#### TEXTO EXTRAÍDO
Outro livro que muito me impressionou foi Etiópia, de Francesca Angiolillo. Por motivos diferentes. O livro de Francesca é uma espécie de prosa entrecortada. Vale-se do recurso mais comum na poesia contemporânea, que é dispor frases em linhas de corte variado: aqui se interrompe o sintagma, separando o adjetivo do substantivo, ali uma preposição do termo seguinte, deixando-a solta no ar, ali se obedece ao recorte natural da entonação. Entretanto, à medida que se vai lendo, impõe-se sobre o ritmo fragmentado do verso de recorte aparentemente aleatório o ritmo das frases, da elocução, pois são poemas que pedem a leitura em voz alta.
A vulgata do verso contemporâneo funciona aqui como empecilho e estímulo à reconstrução do ritmo da voz, e nos leva a ler vorazmente, não apenas pela narrativa implícita, mas pela busca justamente das cadências que se afirmam e negam, glosando as variações dos versos mais conhecidos. Por fim, a segunda parte se articula em diálogo, com notável combinação de versos longos na primeira voz e breves na segunda, que traz inclusive alguma espacialização significativa.
Mas durante a leitura e depois houve algo que me chamou a atenção: embora o livro me parecesse poderoso, não me lembrava de nenhuma passagem particular; quando pensei em recolher algumas partes para mostrar as qualidades que me parecem tão evidentes no conjunto, hesitei. Qualquer parte parecia incapaz de reproduzir sequer um pouco da densidade do conjunto. Um fragmento, isolado do fluxo, corria o perigo de parecer uma descrição banal; outro, com seu tom levemente bíblico, não parecia funcionar sozinho; um terceiro, de pendor autobiográfico, corria o risco de se reduzir a essa dimensão. E foi então que me dei conta da grande arte: é o sopro lírico, essa voz que imprime seu registro e seu tom logo nos primeiros poemas, que importa. Ela não é apreensível em pequenos segmentos, nem mesmo em trechos ou poema isolados. É um fluxo contínuo em que a memória e o ritmo da evocação vão fazendo fixar-se em imagens que, sem o sentido de sequência, perdem muito da força, e do brilho sem exagero, mas intenso, que caracteriza o conjunto.
Sei que escrevendo assim, levado pelas emoções da lembrança da leitura em mais uma noite insone, não construo um artigo, nem uma resenha. Mas me contento com o registro de uma experiência, desse fulgor de encontro, e com a celebração desses dois textos que me trazem de novo, na contemporaneidade, aquele susto que, para alguns temperamentos, conduz à busca de entendimento, ao gesto crítico.

#### LINHAS DE DADOS
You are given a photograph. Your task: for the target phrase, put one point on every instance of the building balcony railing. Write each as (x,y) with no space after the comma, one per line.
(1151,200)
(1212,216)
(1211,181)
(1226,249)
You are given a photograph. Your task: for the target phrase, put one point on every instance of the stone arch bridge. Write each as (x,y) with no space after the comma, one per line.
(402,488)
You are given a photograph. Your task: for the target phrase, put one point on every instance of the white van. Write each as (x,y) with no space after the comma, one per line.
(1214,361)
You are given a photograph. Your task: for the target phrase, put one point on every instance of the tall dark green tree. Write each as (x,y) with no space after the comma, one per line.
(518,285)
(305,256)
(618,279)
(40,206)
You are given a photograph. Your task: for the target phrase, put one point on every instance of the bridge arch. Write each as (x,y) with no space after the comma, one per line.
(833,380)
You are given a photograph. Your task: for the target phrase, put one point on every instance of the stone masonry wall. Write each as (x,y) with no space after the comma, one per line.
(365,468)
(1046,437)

#### TAREFA PROPOSTA
Transcreva sem alterações o trecho do texto extraído começando em "Sei que escrevendo" e terminando em "ao gesto crítico.".

#### RESPOSTA
Sei que escrevendo assim, levado pelas emoções da lembrança da leitura em mais uma noite insone, não construo um artigo, nem uma resenha. Mas me contento com o registro de uma experiência, desse fulgor de encontro, e com a celebração desses dois textos que me trazem de novo, na contemporaneidade, aquele susto que, para alguns temperamentos, conduz à busca de entendimento, ao gesto crítico.